Goal of the exercise: Nothing in the records below should be altered when they are retyped.

Data excerpts:
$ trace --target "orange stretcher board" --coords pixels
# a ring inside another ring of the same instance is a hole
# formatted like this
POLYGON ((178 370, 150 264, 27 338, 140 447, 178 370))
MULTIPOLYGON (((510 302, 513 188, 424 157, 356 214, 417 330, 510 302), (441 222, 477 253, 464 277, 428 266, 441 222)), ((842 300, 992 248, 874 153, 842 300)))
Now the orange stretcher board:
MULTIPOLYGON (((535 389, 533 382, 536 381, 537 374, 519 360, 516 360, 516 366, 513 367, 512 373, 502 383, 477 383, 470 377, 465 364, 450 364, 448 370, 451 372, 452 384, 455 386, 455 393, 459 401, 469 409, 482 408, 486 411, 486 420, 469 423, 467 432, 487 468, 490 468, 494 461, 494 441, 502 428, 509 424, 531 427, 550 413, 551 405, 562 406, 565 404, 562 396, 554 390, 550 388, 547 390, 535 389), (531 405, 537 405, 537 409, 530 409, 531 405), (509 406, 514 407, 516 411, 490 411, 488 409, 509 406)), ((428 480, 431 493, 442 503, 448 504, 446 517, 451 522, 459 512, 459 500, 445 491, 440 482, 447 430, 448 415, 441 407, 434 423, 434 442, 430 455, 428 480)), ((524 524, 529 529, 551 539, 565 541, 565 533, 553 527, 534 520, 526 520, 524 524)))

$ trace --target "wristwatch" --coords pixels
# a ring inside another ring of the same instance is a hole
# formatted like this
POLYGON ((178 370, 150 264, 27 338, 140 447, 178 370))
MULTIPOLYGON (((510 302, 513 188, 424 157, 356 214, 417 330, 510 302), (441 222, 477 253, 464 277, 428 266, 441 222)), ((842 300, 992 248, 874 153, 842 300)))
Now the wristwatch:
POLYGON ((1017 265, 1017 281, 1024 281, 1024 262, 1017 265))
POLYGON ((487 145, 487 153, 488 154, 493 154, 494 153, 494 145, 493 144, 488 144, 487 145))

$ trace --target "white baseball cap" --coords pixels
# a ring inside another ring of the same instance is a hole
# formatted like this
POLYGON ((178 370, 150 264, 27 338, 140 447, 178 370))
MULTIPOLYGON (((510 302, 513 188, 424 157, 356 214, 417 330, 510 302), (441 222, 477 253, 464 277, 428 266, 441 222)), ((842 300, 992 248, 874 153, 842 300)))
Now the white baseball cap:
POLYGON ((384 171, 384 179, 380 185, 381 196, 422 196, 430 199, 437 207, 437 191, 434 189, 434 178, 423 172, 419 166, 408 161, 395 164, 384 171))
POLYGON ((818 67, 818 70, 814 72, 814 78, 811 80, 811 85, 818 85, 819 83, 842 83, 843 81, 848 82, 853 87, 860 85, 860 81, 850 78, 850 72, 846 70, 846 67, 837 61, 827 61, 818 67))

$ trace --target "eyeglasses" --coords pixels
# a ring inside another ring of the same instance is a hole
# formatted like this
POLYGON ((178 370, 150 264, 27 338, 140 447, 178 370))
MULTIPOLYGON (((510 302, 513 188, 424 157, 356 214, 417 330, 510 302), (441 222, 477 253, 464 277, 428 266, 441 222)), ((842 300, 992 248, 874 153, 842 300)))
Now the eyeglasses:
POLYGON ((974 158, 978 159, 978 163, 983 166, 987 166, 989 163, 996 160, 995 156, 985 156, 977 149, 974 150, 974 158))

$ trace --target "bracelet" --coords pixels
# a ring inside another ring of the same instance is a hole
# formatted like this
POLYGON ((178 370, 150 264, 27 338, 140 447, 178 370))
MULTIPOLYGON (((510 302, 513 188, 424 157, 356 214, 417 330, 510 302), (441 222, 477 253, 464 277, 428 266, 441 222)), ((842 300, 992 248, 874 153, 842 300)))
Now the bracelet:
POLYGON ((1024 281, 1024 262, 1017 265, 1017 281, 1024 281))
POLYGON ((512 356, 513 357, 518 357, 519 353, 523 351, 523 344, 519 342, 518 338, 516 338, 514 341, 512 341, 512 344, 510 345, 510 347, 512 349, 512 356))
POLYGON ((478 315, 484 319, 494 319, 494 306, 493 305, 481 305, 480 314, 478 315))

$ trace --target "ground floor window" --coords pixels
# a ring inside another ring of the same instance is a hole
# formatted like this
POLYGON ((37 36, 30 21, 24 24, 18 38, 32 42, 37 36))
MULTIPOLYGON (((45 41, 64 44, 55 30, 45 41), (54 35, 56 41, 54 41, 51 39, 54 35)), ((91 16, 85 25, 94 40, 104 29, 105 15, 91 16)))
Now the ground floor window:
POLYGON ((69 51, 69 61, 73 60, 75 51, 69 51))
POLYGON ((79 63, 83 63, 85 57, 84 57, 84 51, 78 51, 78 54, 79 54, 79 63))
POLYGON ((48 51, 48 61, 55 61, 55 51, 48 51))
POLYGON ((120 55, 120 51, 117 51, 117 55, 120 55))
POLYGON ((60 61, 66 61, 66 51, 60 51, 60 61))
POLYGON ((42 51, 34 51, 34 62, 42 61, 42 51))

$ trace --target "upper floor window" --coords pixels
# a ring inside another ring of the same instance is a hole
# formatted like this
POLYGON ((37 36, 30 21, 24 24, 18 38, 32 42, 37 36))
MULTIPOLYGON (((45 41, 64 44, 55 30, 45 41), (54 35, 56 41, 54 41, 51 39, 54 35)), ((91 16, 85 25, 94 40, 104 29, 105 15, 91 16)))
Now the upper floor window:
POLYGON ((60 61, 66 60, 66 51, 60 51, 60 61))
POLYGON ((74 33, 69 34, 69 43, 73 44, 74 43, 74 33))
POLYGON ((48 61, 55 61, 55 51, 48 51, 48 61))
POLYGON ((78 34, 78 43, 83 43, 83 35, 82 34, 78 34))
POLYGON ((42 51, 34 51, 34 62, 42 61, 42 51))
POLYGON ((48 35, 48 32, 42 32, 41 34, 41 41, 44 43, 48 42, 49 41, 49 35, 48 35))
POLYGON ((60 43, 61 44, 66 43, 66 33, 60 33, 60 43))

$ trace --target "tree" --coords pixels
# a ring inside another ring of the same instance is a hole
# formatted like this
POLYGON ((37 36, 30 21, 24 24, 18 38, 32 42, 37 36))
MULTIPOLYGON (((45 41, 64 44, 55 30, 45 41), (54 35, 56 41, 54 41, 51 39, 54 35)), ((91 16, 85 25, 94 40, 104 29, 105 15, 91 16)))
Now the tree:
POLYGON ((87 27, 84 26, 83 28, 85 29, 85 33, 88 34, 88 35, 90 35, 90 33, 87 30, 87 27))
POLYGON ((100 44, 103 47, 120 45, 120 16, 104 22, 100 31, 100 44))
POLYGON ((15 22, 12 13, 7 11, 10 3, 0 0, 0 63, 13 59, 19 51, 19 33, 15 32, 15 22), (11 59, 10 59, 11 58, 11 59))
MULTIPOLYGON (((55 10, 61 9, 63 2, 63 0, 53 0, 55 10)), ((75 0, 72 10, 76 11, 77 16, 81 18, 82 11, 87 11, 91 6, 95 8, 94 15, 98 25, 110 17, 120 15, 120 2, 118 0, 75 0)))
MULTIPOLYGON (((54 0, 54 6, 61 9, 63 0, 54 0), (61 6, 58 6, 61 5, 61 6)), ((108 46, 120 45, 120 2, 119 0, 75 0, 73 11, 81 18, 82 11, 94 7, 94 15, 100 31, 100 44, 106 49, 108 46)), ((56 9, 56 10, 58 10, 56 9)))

Response to the task:
$ trace --target "orange stretcher board" --coords pixels
# a ring inside another ring of the same instance is a hole
# formatted like this
POLYGON ((178 370, 150 264, 27 338, 140 447, 178 370))
MULTIPOLYGON (((510 302, 513 188, 424 157, 356 214, 417 330, 510 302), (441 222, 477 253, 464 277, 428 266, 441 222)), ((842 300, 992 248, 874 153, 842 300)))
Now the orange stretcher board:
MULTIPOLYGON (((535 389, 533 382, 536 381, 537 374, 519 360, 516 360, 516 366, 513 367, 512 373, 502 383, 477 383, 470 377, 465 364, 450 364, 448 370, 451 372, 452 384, 455 386, 455 393, 459 401, 469 409, 482 408, 486 411, 486 420, 469 423, 467 432, 487 468, 490 468, 494 461, 494 441, 502 428, 509 424, 531 427, 550 413, 551 405, 562 406, 565 404, 562 396, 554 390, 550 388, 547 390, 535 389), (531 405, 537 405, 537 409, 530 409, 531 405), (509 406, 514 407, 516 411, 490 411, 488 409, 509 406)), ((428 480, 431 493, 442 503, 448 504, 446 517, 451 522, 459 512, 459 500, 445 491, 440 482, 447 430, 448 415, 441 407, 434 423, 434 442, 430 455, 428 480)), ((524 524, 529 529, 551 539, 565 541, 565 533, 553 527, 534 520, 526 520, 524 524)))

$ trace --target "wristwatch" --coords pixels
# a ring inside another ring of the same instance is a hole
# formatted like this
POLYGON ((178 370, 150 264, 27 338, 140 447, 178 370))
MULTIPOLYGON (((510 302, 513 188, 424 157, 356 214, 417 330, 510 302), (441 222, 477 253, 464 277, 428 266, 441 222)), ((842 300, 992 248, 874 153, 842 300)))
Now the wristwatch:
POLYGON ((1017 265, 1017 281, 1024 281, 1024 262, 1017 265))
POLYGON ((487 145, 487 153, 488 154, 493 154, 494 153, 494 145, 493 144, 488 144, 487 145))

$ trace --target "white baseball cap" --coords pixels
# a ring inside another ring of the same instance is a hole
# formatted like this
POLYGON ((178 370, 150 264, 27 338, 140 447, 178 370))
MULTIPOLYGON (((510 302, 513 188, 424 157, 356 214, 417 330, 510 302), (441 222, 477 253, 464 277, 428 266, 441 222)), ((842 300, 992 248, 874 153, 842 300)))
Now the white baseball cap:
POLYGON ((384 171, 384 179, 380 185, 381 196, 422 196, 430 199, 437 207, 437 191, 434 189, 434 178, 423 172, 419 166, 408 161, 395 164, 384 171))
POLYGON ((818 67, 818 70, 814 72, 814 78, 811 80, 811 85, 818 85, 819 83, 842 83, 843 81, 848 82, 853 87, 860 85, 860 81, 850 78, 850 72, 846 70, 846 67, 837 61, 827 61, 818 67))

$ trace --target "eyeglasses" --coords pixels
# a ring inside another ring of the same instance is a hole
# formatted like this
POLYGON ((178 370, 150 264, 27 338, 140 447, 178 370))
MULTIPOLYGON (((510 302, 513 188, 424 157, 356 214, 417 330, 510 302), (441 222, 477 253, 464 277, 428 266, 441 222)), ((842 300, 992 248, 874 153, 842 300)))
Now the eyeglasses:
POLYGON ((974 158, 978 159, 978 163, 983 166, 987 166, 989 163, 996 160, 995 156, 985 156, 977 149, 974 150, 974 158))

$ trace --target "bracelet" --coords pixels
# a ring inside another ring of the same instance is a hole
# formatted like this
POLYGON ((178 370, 150 264, 27 338, 140 447, 178 370))
MULTIPOLYGON (((510 302, 513 188, 424 157, 356 214, 417 330, 510 302), (441 222, 477 253, 464 277, 428 266, 441 222)), ((842 300, 992 248, 874 153, 842 300)))
Now the bracelet:
POLYGON ((1024 281, 1024 262, 1017 265, 1017 281, 1024 281))
POLYGON ((512 356, 513 357, 518 357, 519 353, 523 351, 523 344, 519 342, 518 338, 516 338, 514 341, 512 341, 512 344, 510 345, 510 347, 512 349, 512 356))
POLYGON ((478 315, 484 319, 494 319, 494 306, 493 305, 481 305, 480 314, 478 315))

$ trace --target "ground floor window" --coords pixels
# a ring inside another ring of the same instance is a hole
# formatted like this
POLYGON ((37 36, 30 21, 24 24, 18 38, 32 42, 37 36))
MULTIPOLYGON (((45 41, 64 44, 55 30, 45 41), (54 35, 56 41, 54 41, 51 39, 54 35)), ((91 16, 85 25, 94 40, 104 29, 105 15, 91 16)))
Now the ground floor window:
POLYGON ((69 51, 69 61, 73 60, 75 51, 69 51))
POLYGON ((79 63, 83 63, 85 57, 84 57, 84 51, 78 51, 78 54, 79 54, 79 63))
POLYGON ((48 51, 48 61, 55 61, 55 51, 48 51))
POLYGON ((120 55, 120 51, 117 51, 117 55, 120 55))
POLYGON ((60 61, 66 61, 66 51, 60 51, 60 61))
POLYGON ((42 51, 34 51, 34 62, 42 61, 42 51))

$ trace --target "upper floor window" --coords pixels
# a ring inside another ring of the same instance is a hole
# formatted like this
POLYGON ((37 36, 30 21, 24 24, 18 38, 32 42, 37 36))
MULTIPOLYGON (((45 41, 64 44, 55 30, 45 41), (54 35, 56 41, 54 41, 51 39, 54 35)), ((91 16, 85 25, 94 40, 104 29, 105 15, 91 16)))
Now the upper floor window:
POLYGON ((60 61, 66 60, 66 51, 60 51, 60 61))
POLYGON ((74 33, 69 34, 69 43, 73 44, 74 43, 74 33))
POLYGON ((48 61, 55 61, 55 51, 48 51, 48 61))
POLYGON ((78 34, 78 43, 83 43, 83 35, 82 34, 78 34))
POLYGON ((42 51, 34 51, 34 62, 42 61, 42 51))
POLYGON ((48 35, 48 32, 42 32, 41 34, 41 41, 44 43, 48 42, 49 41, 49 35, 48 35))
POLYGON ((60 43, 61 44, 66 43, 66 33, 60 33, 60 43))

$ trace --target "tree" --coords pixels
# a ring inside another ring of the same instance is a hole
# formatted like this
POLYGON ((37 36, 30 21, 24 24, 18 38, 32 42, 37 36))
MULTIPOLYGON (((45 41, 64 44, 55 30, 45 41), (54 35, 56 41, 54 41, 51 39, 54 35)), ((91 16, 85 25, 94 40, 104 29, 105 15, 91 16)))
Now the tree:
POLYGON ((87 27, 84 26, 83 28, 85 29, 85 33, 88 34, 88 35, 90 35, 90 33, 87 30, 87 27))
POLYGON ((100 44, 103 47, 120 45, 120 16, 104 22, 100 31, 100 44))
POLYGON ((15 22, 12 13, 7 11, 10 3, 0 0, 0 63, 13 59, 19 51, 19 33, 15 32, 15 22), (11 59, 10 59, 11 58, 11 59))
MULTIPOLYGON (((55 10, 61 9, 63 2, 63 0, 53 0, 55 10)), ((75 0, 72 10, 76 11, 77 16, 81 18, 82 11, 87 11, 91 6, 95 8, 94 15, 98 25, 110 17, 120 15, 120 2, 118 0, 75 0)))
MULTIPOLYGON (((54 0, 54 6, 61 9, 63 0, 54 0), (61 6, 58 6, 61 5, 61 6)), ((108 46, 120 45, 120 2, 119 0, 75 0, 73 11, 81 18, 82 11, 94 7, 94 15, 100 31, 100 44, 106 49, 108 46)), ((56 9, 56 10, 58 10, 56 9)))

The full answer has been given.